— Begin EXCERPTED RECORDS —
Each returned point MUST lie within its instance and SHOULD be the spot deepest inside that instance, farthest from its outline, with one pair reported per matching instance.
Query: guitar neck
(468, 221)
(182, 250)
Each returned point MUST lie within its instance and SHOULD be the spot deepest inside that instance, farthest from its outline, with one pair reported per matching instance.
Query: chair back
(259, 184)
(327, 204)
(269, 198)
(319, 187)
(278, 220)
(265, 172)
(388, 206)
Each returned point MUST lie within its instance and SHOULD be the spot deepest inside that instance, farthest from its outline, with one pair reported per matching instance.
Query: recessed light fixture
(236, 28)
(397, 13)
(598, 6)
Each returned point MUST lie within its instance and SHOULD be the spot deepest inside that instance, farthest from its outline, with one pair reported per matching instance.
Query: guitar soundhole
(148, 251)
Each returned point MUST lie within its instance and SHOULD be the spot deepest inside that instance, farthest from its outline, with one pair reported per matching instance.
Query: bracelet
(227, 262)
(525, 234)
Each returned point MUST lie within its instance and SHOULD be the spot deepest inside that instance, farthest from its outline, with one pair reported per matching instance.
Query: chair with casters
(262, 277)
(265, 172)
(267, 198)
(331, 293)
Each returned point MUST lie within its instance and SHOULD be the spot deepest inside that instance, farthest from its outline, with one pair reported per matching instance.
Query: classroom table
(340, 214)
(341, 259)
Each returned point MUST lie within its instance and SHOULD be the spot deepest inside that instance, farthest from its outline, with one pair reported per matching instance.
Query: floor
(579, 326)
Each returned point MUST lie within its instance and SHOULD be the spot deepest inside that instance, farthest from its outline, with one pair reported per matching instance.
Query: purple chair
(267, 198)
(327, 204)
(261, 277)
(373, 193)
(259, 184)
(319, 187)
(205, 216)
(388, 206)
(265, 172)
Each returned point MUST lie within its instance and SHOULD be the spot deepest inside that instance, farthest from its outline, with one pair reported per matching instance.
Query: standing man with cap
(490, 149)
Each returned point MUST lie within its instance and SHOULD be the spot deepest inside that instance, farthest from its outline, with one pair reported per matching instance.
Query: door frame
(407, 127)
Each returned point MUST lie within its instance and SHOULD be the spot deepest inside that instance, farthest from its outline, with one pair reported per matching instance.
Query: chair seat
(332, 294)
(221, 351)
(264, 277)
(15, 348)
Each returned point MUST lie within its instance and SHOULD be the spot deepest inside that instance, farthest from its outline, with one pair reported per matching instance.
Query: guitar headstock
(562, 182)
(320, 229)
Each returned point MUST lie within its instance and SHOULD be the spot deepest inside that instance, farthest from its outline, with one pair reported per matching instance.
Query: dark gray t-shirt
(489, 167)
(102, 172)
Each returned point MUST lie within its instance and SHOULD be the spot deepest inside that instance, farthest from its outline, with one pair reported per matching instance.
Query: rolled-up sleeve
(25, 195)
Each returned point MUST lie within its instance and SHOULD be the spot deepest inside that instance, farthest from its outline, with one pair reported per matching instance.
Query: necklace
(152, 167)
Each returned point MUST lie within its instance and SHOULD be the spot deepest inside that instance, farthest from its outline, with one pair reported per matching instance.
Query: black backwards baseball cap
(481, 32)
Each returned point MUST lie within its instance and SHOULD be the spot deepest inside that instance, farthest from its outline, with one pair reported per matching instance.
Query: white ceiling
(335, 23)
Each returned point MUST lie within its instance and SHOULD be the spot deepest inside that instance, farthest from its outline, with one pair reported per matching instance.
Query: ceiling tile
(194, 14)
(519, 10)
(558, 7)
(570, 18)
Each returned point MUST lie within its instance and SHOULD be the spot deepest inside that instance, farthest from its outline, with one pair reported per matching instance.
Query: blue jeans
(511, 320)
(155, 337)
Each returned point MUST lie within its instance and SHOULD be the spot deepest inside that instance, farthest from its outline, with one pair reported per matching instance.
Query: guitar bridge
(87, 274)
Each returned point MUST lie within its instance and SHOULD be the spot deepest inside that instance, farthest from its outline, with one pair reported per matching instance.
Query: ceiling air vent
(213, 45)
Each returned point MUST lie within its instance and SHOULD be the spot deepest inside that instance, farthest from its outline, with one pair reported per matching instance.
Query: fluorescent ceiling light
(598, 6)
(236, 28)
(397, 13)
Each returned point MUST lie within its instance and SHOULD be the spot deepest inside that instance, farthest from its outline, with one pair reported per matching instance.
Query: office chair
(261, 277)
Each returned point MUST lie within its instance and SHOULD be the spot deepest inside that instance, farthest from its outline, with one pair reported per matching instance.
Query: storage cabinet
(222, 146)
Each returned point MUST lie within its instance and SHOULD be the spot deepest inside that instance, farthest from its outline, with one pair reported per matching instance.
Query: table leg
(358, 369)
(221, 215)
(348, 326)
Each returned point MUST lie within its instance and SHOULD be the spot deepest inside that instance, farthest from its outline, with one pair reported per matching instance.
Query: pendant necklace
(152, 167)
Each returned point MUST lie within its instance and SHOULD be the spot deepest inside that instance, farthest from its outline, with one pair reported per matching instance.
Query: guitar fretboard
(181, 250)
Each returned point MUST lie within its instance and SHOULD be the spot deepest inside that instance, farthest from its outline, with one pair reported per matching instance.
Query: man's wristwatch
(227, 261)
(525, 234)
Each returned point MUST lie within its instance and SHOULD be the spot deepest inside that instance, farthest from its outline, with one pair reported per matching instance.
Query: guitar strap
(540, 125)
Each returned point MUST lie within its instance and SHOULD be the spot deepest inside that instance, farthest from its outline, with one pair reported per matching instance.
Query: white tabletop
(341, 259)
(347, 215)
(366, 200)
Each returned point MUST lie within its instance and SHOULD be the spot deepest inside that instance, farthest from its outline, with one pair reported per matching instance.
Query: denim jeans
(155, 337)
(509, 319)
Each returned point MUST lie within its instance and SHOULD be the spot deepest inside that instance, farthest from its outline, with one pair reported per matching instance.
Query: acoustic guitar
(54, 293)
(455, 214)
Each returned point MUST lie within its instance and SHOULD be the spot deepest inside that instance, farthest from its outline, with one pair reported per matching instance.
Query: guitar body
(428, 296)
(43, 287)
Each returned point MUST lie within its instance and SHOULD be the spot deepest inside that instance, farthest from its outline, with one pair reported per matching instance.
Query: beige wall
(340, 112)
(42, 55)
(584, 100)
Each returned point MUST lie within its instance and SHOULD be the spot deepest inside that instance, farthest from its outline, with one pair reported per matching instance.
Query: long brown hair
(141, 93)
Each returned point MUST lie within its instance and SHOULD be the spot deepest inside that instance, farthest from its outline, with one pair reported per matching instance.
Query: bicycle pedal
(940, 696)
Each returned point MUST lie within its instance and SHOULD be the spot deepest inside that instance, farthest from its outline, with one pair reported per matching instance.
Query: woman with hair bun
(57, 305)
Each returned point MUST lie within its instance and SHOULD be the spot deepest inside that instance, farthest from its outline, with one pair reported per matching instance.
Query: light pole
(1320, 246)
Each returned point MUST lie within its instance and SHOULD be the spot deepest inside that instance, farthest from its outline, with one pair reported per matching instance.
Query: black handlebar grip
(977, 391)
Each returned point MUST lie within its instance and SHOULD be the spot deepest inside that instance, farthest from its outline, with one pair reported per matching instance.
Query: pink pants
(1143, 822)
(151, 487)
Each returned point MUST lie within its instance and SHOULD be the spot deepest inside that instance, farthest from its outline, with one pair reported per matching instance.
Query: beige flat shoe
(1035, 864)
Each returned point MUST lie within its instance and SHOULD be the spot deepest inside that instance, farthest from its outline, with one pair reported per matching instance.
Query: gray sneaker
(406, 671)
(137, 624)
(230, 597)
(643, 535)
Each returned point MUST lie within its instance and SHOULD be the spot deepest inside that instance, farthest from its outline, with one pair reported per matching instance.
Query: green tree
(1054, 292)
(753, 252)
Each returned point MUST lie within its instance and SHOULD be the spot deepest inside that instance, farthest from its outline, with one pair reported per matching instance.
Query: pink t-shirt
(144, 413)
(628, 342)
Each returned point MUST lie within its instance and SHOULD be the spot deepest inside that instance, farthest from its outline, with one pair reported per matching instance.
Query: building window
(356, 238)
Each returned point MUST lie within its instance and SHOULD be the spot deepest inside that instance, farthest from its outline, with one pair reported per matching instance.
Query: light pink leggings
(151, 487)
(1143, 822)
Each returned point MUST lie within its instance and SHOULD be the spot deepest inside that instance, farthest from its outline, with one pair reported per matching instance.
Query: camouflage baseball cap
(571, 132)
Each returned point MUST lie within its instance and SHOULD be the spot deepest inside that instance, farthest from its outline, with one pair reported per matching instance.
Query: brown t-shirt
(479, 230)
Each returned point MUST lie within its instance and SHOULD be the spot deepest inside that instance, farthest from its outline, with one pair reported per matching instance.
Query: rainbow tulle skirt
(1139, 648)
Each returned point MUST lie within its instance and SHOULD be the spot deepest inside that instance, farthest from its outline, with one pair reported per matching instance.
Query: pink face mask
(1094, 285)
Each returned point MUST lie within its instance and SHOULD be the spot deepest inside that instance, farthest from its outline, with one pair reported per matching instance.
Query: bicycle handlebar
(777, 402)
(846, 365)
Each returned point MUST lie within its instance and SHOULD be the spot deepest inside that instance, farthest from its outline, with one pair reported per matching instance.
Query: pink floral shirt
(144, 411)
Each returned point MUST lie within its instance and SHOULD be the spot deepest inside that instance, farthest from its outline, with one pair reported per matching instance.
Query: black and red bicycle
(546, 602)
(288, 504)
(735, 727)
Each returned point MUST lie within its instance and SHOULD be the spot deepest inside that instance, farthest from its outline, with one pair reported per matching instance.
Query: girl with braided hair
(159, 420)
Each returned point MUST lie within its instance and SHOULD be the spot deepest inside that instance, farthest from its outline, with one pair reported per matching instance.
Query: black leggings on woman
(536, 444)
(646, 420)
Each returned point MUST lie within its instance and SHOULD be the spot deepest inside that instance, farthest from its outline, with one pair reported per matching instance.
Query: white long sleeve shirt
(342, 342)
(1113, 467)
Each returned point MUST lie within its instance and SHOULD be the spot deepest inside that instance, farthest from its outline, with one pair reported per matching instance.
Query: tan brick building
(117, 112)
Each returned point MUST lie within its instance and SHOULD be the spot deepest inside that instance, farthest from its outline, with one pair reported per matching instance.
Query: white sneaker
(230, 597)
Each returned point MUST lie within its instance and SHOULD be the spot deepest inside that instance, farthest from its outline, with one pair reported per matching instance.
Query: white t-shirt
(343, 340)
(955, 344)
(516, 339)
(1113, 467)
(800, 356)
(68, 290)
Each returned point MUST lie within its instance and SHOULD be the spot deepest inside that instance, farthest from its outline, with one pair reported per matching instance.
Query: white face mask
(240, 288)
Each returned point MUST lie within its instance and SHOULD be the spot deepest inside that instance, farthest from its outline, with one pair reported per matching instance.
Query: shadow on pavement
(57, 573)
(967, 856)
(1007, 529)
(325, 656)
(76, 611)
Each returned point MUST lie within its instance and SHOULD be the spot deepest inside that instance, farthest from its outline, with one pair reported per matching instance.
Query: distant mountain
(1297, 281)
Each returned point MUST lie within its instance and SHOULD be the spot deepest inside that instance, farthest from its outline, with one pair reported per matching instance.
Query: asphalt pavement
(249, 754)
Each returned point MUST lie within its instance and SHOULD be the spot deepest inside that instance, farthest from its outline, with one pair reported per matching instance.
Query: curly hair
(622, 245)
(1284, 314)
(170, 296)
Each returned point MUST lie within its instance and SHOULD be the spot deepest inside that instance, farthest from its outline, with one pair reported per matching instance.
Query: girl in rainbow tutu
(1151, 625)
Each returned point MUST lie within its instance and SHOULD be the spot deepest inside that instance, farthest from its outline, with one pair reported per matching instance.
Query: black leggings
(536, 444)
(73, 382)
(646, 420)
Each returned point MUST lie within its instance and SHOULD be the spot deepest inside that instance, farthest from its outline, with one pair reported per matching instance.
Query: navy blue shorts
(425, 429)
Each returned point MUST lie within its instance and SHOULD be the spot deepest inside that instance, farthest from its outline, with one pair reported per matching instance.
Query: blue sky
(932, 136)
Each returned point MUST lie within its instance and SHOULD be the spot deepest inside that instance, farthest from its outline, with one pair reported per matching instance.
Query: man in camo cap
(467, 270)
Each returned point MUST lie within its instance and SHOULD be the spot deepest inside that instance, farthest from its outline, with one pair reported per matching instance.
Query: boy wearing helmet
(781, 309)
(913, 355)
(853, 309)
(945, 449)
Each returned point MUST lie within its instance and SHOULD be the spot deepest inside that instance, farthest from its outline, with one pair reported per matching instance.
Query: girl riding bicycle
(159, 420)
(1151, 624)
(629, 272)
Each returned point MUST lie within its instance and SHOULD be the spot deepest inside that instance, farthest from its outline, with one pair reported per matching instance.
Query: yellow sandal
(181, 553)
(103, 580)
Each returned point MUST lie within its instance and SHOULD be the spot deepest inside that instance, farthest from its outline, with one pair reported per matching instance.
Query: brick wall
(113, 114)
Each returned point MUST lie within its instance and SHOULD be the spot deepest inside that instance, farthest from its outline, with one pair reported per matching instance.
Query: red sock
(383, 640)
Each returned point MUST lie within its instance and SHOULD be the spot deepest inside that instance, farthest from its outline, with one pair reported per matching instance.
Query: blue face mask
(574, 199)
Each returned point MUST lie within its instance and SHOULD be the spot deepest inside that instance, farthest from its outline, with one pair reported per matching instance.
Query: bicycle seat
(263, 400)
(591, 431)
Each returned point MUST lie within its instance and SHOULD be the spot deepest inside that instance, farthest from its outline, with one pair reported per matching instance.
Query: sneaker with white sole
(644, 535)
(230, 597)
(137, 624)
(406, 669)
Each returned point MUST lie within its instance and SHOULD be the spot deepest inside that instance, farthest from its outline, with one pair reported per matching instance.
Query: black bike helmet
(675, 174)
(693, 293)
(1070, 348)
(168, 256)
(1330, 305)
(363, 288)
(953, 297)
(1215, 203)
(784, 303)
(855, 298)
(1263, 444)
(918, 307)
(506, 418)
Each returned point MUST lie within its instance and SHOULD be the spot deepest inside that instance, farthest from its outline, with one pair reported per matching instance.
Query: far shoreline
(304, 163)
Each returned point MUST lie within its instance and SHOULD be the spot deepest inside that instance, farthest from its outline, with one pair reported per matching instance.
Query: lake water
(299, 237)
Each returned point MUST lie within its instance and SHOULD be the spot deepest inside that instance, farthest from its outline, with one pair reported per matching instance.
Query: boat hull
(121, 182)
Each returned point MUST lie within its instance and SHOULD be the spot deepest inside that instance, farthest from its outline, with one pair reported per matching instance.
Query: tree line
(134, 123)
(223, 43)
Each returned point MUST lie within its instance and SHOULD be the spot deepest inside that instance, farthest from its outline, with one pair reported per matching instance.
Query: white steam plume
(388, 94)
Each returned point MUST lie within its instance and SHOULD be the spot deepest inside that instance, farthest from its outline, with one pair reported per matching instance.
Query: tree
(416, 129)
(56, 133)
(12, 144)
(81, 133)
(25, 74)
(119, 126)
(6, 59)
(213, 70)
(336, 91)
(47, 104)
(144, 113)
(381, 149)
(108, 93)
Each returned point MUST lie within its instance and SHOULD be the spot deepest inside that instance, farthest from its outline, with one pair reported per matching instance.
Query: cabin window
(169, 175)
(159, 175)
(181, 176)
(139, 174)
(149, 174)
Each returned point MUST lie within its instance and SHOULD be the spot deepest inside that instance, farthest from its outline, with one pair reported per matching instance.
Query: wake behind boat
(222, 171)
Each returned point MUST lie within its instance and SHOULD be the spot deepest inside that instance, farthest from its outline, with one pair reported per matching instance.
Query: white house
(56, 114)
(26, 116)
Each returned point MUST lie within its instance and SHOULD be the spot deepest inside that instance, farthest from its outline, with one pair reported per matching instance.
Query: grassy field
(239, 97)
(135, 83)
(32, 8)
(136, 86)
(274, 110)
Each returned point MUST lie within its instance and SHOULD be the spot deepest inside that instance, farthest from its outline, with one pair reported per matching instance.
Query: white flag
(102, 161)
— End EXCERPTED RECORDS —
SHORT PROBLEM: From the entries above, pull out every line that contains the word "chair" and copy each one unchanged.

REPLY TO THE TASK:
Query: chair back
Query: chair with casters
Query: purple chair
Query: chair seat
Query: office chair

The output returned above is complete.